** Problem description **
Express each line of the listing below as one string in a JSON list, one string per line, skipping blank lines.

::: Excerpted data :::

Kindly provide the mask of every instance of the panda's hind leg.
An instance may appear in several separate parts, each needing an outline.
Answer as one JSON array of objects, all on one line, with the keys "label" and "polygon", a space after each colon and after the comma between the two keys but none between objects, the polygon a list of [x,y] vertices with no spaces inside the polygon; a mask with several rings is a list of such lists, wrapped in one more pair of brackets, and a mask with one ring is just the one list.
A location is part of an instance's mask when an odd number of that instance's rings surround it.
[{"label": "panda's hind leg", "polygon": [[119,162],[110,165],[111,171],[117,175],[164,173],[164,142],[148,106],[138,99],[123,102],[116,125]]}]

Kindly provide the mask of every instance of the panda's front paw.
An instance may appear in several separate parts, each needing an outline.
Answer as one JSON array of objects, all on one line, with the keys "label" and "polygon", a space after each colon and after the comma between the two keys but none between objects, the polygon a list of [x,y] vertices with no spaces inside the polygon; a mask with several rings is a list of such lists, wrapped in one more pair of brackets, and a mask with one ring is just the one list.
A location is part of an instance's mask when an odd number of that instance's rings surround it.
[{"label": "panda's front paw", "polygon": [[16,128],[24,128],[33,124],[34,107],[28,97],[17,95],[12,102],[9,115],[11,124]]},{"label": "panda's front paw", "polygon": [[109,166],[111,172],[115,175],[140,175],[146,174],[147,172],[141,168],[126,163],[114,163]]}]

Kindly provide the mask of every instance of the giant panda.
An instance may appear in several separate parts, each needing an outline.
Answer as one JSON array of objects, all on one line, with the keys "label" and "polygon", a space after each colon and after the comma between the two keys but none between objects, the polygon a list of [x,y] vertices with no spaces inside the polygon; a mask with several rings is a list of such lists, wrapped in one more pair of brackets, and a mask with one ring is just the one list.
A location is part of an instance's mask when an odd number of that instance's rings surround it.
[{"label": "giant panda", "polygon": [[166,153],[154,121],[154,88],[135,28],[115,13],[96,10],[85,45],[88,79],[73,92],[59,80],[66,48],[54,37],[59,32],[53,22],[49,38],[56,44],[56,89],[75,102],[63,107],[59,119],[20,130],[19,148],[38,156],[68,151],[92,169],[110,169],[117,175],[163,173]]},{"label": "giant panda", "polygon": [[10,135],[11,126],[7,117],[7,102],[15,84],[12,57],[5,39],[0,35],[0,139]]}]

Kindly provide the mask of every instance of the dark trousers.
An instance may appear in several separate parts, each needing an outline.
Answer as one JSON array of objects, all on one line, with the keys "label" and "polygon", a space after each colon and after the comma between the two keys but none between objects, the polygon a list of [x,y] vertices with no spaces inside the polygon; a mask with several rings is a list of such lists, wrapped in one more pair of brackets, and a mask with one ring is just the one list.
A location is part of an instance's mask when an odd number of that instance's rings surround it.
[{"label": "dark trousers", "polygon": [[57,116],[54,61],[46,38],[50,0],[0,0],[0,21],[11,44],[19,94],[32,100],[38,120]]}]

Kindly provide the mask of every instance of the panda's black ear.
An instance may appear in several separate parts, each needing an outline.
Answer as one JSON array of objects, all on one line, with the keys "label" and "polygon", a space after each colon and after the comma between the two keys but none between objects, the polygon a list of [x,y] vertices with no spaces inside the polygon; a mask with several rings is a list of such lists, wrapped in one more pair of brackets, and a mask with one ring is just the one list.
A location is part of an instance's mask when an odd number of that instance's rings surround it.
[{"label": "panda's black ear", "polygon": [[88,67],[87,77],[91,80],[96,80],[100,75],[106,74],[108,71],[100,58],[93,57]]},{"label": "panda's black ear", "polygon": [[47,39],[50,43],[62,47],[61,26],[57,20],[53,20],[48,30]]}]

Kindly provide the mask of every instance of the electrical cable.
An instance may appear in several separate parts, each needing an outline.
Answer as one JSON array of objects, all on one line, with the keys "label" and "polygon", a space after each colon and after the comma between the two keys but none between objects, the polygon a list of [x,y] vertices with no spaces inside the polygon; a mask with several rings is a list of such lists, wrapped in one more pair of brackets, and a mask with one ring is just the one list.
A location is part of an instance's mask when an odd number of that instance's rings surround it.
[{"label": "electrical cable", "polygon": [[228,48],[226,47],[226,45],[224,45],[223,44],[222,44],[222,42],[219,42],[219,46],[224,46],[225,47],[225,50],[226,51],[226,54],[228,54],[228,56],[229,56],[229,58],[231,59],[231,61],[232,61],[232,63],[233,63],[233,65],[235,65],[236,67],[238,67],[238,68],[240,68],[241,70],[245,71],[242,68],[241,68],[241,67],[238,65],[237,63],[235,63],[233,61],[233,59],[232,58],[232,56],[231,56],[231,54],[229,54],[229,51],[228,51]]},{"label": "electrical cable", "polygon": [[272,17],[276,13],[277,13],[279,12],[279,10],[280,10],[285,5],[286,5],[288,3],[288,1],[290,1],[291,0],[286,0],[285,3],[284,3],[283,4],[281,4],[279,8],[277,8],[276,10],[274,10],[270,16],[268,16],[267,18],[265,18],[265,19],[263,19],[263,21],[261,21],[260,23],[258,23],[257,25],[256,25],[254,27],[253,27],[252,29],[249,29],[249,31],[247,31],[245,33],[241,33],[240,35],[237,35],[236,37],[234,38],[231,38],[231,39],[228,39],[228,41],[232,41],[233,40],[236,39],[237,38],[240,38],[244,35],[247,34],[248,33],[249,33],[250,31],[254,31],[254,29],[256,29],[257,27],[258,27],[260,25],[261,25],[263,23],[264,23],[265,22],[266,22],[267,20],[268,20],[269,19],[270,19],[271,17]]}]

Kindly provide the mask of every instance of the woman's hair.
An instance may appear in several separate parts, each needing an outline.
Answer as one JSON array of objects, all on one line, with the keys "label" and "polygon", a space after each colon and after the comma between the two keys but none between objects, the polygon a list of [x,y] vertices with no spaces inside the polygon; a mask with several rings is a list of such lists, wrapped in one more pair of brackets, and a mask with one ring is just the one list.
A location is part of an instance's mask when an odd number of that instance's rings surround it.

:::

** Correct result **
[
  "Kindly provide the mask of every instance of the panda's hind leg.",
  "An instance may appear in several separate parts, each needing an outline.",
  "Answer as one JSON array of objects, all on one line, with the keys \"label\" and \"polygon\", a space after each colon and after the comma between the two keys but none between objects, the polygon a list of [x,y] vertices with no spaces inside the polygon; a mask with several rings is a list of such lists, wrapped in one more pair of brackets, and a mask with one ring is just the one list.",
  "A location is part of an instance's mask when an odd number of that instance's rings surround it.",
  "[{\"label\": \"panda's hind leg\", \"polygon\": [[119,162],[110,165],[111,171],[117,175],[164,173],[164,142],[148,106],[138,99],[123,102],[116,125]]}]",
  "Kindly provide the mask of every instance of the panda's front paw.",
  "An instance may appear in several separate parts, each needing an outline.",
  "Answer as one JSON array of objects, all on one line, with the keys \"label\" and \"polygon\", a space after each colon and after the comma between the two keys but none between objects, the polygon a list of [x,y] vertices with no spaces inside the polygon; a mask with several rings is a list of such lists, wrapped in one more pair of brackets, and a mask with one ring is just the one list.",
  "A location is part of an instance's mask when an odd number of that instance's rings surround it.",
  "[{\"label\": \"panda's front paw\", \"polygon\": [[16,128],[24,128],[33,124],[34,107],[28,97],[17,95],[12,102],[9,115],[11,124]]},{\"label\": \"panda's front paw\", \"polygon\": [[109,166],[111,172],[115,175],[140,175],[146,174],[147,172],[141,168],[126,163],[114,163]]}]",
  "Kindly provide the mask of every instance of the giant panda.",
  "An instance may appear in several separate parts, each needing an outline.",
  "Answer as one JSON array of objects, all on one line, with the keys \"label\" and \"polygon\", a space after each colon and after the comma between the two keys but none between objects, the polygon a list of [x,y] vertices with no spaces inside the polygon; a mask with several rings is a list of such lists, wrapped in one more pair of brackets, and a mask with one ring is just the one list.",
  "A location is part of an instance's mask when an odd number of that instance's rings surround it.",
  "[{\"label\": \"giant panda\", \"polygon\": [[166,153],[154,121],[154,88],[135,28],[115,13],[96,10],[85,45],[88,79],[73,92],[59,80],[66,48],[54,37],[59,32],[53,22],[49,38],[56,44],[56,89],[75,102],[63,107],[59,119],[20,130],[19,148],[38,156],[68,151],[92,169],[110,169],[117,175],[163,173]]},{\"label\": \"giant panda\", \"polygon\": [[10,135],[11,126],[7,117],[7,102],[15,84],[12,57],[5,39],[0,35],[0,139]]}]",
  "Kindly provide the mask of every instance of the dark trousers.",
  "An instance may appear in several separate parts, each needing an outline.",
  "Answer as one JSON array of objects, all on one line, with the keys \"label\" and \"polygon\", a space after each colon and after the comma between the two keys but none between objects, the polygon a list of [x,y] vertices with no spaces inside the polygon; a mask with several rings is a list of such lists, wrapped in one more pair of brackets, and a mask with one ring is just the one list.",
  "A location is part of an instance's mask when an odd number of that instance's rings surround it.",
  "[{\"label\": \"dark trousers\", \"polygon\": [[57,116],[54,61],[46,38],[50,0],[0,0],[0,21],[11,44],[19,94],[32,100],[38,120]]}]",
  "Kindly provide the mask of every instance of the panda's black ear.",
  "An instance may appear in several separate parts, each needing an outline.",
  "Answer as one JSON array of objects, all on one line, with the keys \"label\" and \"polygon\", a space after each colon and after the comma between the two keys but none between objects, the polygon a list of [x,y] vertices with no spaces inside the polygon; a mask with several rings is a list of such lists, wrapped in one more pair of brackets, and a mask with one ring is just the one list.",
  "A location is part of an instance's mask when an odd number of that instance's rings surround it.",
  "[{\"label\": \"panda's black ear\", \"polygon\": [[88,67],[87,77],[91,80],[96,80],[100,75],[106,74],[108,71],[100,58],[93,57]]},{\"label\": \"panda's black ear\", \"polygon\": [[47,39],[50,43],[62,47],[61,26],[57,20],[53,20],[48,30]]}]",
  "Kindly provide the mask of every instance of the electrical cable.",
  "An instance may appear in several separate parts, each needing an outline.",
  "Answer as one JSON array of objects, all on one line, with the keys \"label\" and \"polygon\", a space after each colon and after the comma between the two keys but none between objects, the polygon a list of [x,y] vertices with no spaces inside the polygon; a mask with several rings is a list of such lists, wrapped in one more pair of brackets, and a mask with one ring is just the one list.",
  "A location is part of an instance's mask when an odd number of that instance's rings surround it.",
  "[{\"label\": \"electrical cable\", \"polygon\": [[228,48],[226,47],[226,45],[224,45],[223,44],[222,44],[222,42],[219,42],[219,46],[224,46],[225,47],[225,50],[226,51],[226,54],[228,54],[228,56],[229,56],[229,58],[231,59],[231,61],[232,61],[232,63],[233,63],[233,65],[235,65],[236,67],[238,67],[238,68],[240,68],[241,70],[245,71],[242,68],[241,68],[241,67],[238,65],[237,63],[235,63],[233,61],[233,59],[232,58],[232,56],[231,56],[231,54],[229,54],[229,51],[228,51]]},{\"label\": \"electrical cable\", \"polygon\": [[272,17],[276,13],[277,13],[279,12],[279,10],[280,10],[285,5],[286,5],[288,3],[288,1],[290,1],[291,0],[286,0],[285,3],[284,3],[283,4],[281,4],[279,8],[277,8],[276,10],[274,10],[270,16],[268,16],[267,18],[265,18],[265,19],[263,19],[263,21],[261,21],[260,23],[258,23],[257,25],[256,25],[254,27],[253,27],[252,29],[249,29],[249,31],[247,31],[245,33],[241,33],[240,35],[237,35],[236,37],[234,38],[231,38],[231,39],[228,39],[228,41],[232,41],[233,40],[236,39],[237,38],[240,38],[244,35],[247,34],[248,33],[249,33],[250,31],[254,31],[254,29],[256,29],[257,27],[258,27],[260,25],[261,25],[263,23],[264,23],[265,22],[266,22],[267,20],[268,20],[269,19],[270,19],[271,17]]}]",
  "Kindly provide the mask of every instance of the woman's hair.",
  "An instance may appear in several separate parts, each needing an outline.",
  "Answer as one JSON array of objects, all on one line, with the keys \"label\" and \"polygon\", a space after each colon and after the comma between the two keys but none between objects, the polygon a list of [x,y] vertices with no spaces inside the polygon; a mask with several rings is a list of such lists, wrapped in one more pair of brackets, and a mask with one ring is just the one list.",
  "A location is part of an instance's mask when an odd number of that instance's rings surround it."
]